[Task objective]
Update all the rows below by changing every "locate_point" to "mark_point" and keeping everything else the same. Leave the pictures out of your answer.

[Data supplied]
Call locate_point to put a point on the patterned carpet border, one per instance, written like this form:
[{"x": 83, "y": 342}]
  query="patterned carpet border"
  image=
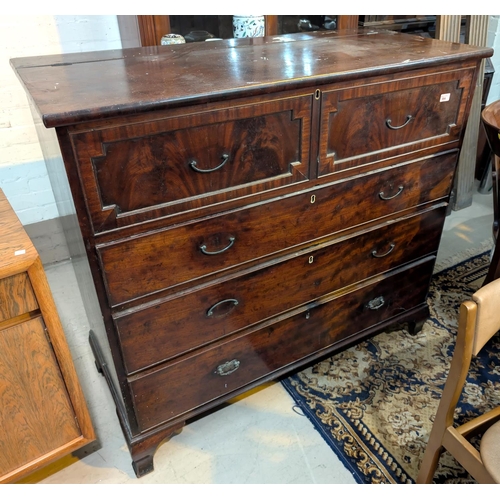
[{"x": 374, "y": 403}]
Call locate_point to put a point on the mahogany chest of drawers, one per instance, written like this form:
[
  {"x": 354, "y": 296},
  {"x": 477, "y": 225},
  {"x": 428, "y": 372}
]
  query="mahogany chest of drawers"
[{"x": 248, "y": 206}]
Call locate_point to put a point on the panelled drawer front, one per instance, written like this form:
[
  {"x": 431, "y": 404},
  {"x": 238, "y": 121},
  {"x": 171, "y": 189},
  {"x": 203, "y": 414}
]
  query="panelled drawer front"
[
  {"x": 224, "y": 368},
  {"x": 173, "y": 327},
  {"x": 16, "y": 296},
  {"x": 157, "y": 261},
  {"x": 372, "y": 122},
  {"x": 177, "y": 162}
]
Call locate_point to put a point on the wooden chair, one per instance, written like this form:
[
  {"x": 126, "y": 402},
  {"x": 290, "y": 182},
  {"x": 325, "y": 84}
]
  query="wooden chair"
[
  {"x": 490, "y": 118},
  {"x": 479, "y": 320}
]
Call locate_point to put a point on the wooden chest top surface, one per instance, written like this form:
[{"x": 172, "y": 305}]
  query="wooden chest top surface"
[{"x": 71, "y": 88}]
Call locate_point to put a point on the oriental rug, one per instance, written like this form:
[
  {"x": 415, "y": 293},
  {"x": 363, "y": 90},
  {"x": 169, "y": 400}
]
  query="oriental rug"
[{"x": 374, "y": 403}]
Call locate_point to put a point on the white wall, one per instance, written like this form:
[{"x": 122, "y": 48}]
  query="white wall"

[Solution to this task]
Call mark_point to put a point on the patterned carpet border, one per instance, written like this form:
[{"x": 83, "y": 342}]
  query="patterned carpet border"
  image=
[{"x": 374, "y": 403}]
Call mark_point to put a point on the mahogany chest of drawers, one per instance, written like this form:
[
  {"x": 354, "y": 296},
  {"x": 477, "y": 225},
  {"x": 428, "y": 372}
]
  query="mahogany chest of drawers"
[{"x": 248, "y": 206}]
Call mark_point to put a point on the panelled drawer front, one per instance, written like this form:
[
  {"x": 431, "y": 404},
  {"x": 238, "y": 121},
  {"x": 171, "y": 189},
  {"x": 203, "y": 414}
]
  query="panelled drawer front"
[
  {"x": 224, "y": 368},
  {"x": 173, "y": 327},
  {"x": 16, "y": 296},
  {"x": 157, "y": 261},
  {"x": 372, "y": 122},
  {"x": 177, "y": 162}
]
Call mark_point to put a point on the wooden chair, one per instance, written like this form:
[
  {"x": 126, "y": 402},
  {"x": 290, "y": 182},
  {"x": 325, "y": 84}
]
  query="wooden chair"
[
  {"x": 490, "y": 118},
  {"x": 479, "y": 320}
]
Call mark_point to put a point on the wooden chest top surface, one per instance, written like this form:
[{"x": 172, "y": 305}]
  query="wooden chest top surface"
[{"x": 71, "y": 88}]
Call mark_point to put a point on the oriental rug, one per instance, written like this form:
[
  {"x": 415, "y": 293},
  {"x": 363, "y": 90},
  {"x": 169, "y": 400}
]
  query="oriental rug"
[{"x": 374, "y": 403}]
Call mark_point to put a point on the white wall, one per instance, written like this form:
[{"x": 122, "y": 48}]
  query="white wall"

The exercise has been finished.